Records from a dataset

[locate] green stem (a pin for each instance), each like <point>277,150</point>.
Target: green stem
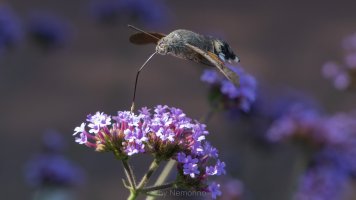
<point>129,174</point>
<point>153,167</point>
<point>133,195</point>
<point>213,109</point>
<point>163,176</point>
<point>158,187</point>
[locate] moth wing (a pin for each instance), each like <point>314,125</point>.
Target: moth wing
<point>218,63</point>
<point>144,38</point>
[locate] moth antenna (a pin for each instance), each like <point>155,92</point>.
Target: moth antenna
<point>140,30</point>
<point>136,81</point>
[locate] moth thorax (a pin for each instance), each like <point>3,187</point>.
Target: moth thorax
<point>223,50</point>
<point>162,47</point>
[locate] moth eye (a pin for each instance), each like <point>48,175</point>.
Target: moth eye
<point>222,56</point>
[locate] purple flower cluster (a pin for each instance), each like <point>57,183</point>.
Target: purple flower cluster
<point>332,161</point>
<point>343,75</point>
<point>297,123</point>
<point>224,92</point>
<point>10,28</point>
<point>149,12</point>
<point>321,182</point>
<point>166,134</point>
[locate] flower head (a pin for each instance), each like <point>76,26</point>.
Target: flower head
<point>167,133</point>
<point>224,92</point>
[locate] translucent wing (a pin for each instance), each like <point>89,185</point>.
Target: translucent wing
<point>145,38</point>
<point>217,62</point>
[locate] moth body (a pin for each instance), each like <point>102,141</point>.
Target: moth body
<point>175,44</point>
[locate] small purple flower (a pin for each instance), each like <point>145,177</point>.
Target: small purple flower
<point>218,169</point>
<point>210,150</point>
<point>166,134</point>
<point>230,89</point>
<point>98,121</point>
<point>214,188</point>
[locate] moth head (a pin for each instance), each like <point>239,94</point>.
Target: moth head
<point>162,47</point>
<point>224,51</point>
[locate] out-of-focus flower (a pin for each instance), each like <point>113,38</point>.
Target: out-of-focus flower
<point>322,183</point>
<point>343,75</point>
<point>232,189</point>
<point>166,134</point>
<point>223,92</point>
<point>331,163</point>
<point>48,30</point>
<point>149,12</point>
<point>297,123</point>
<point>53,170</point>
<point>10,28</point>
<point>50,167</point>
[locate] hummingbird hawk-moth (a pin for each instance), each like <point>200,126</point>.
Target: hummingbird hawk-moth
<point>188,45</point>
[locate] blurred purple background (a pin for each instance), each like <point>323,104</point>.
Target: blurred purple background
<point>283,44</point>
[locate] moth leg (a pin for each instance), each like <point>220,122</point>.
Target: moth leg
<point>218,63</point>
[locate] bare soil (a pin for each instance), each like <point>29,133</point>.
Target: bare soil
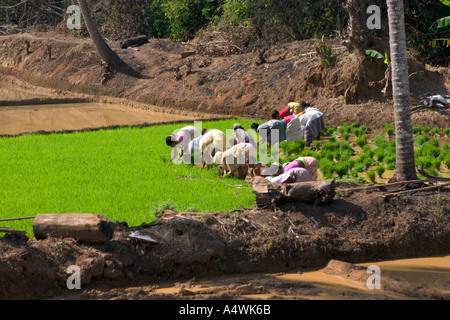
<point>356,227</point>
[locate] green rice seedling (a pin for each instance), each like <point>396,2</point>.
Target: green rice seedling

Activity ▸ Reproduce the lines from the line with "[locate] hummingbird hawk-moth" through the last line of the entries exactly, including both ends and excluding pictures.

Completed exercise ▸
[locate] hummingbird hawk-moth (a pin for each instance), each like <point>200,126</point>.
Target: hummingbird hawk-moth
<point>188,45</point>
[locate] blurred purple background (a pin for each instance), each like <point>323,104</point>.
Target: blurred purple background
<point>283,44</point>
[locate] moth leg (a pin for each instance), each like <point>220,122</point>.
Target: moth leg
<point>218,63</point>
[locate] bare soil (a pin for each instance), each like <point>29,133</point>.
Target: bare soil
<point>356,227</point>
[locate] green rice seedling (a pin for each instance), each like <point>396,2</point>.
Target: green rice seedling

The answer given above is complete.